Return all of the data below unchanged, line for line, but leave out the pictures.

Supplied data:
## Begin

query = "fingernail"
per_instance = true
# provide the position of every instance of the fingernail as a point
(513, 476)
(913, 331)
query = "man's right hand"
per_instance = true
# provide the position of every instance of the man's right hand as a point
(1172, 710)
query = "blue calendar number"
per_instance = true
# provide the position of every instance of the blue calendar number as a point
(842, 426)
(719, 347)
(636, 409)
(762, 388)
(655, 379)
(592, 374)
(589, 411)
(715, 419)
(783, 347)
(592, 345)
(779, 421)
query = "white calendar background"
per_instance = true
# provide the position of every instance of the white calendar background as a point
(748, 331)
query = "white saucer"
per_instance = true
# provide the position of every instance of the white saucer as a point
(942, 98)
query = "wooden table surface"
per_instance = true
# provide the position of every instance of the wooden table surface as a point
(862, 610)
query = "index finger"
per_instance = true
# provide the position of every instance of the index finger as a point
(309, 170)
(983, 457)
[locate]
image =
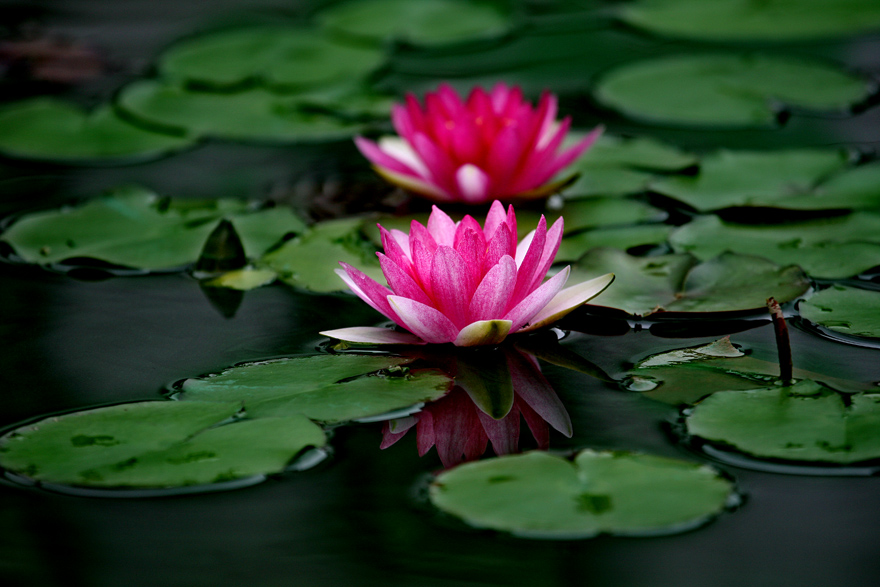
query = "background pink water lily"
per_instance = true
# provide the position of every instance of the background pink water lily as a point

## End

Task answer:
query = "fingernail"
per_instance = true
# provide the position of every instance of the fingernail as a point
(513, 476)
(913, 331)
query = "man's right hand"
per_instance = true
# provide the position of every instance of the man's right hand as a point
(1172, 710)
query = "blue calendar number"
per_instance = true
# provide the position of every instance of the blue calendar number as a point
(842, 426)
(719, 347)
(636, 409)
(762, 388)
(655, 379)
(592, 374)
(589, 411)
(715, 419)
(783, 347)
(592, 345)
(779, 421)
query = "white calendar background"
per_instance = true
# provide the position of every instance of the white calendar background as a point
(748, 331)
query = "white saucer"
per_instance = true
# provide the position of every instance of the white saucer as a point
(942, 98)
query = "wooden table surface"
per_instance = true
# provide the position of every instance of the wooden table surface as a point
(862, 610)
query = "index finger"
per_instance = true
# provide the position of every instance of the index finger as a point
(309, 170)
(983, 457)
[locate]
image =
query = "background pink water lily"
per_instance = true
# provide the position of every instance of the background pink water lily as a point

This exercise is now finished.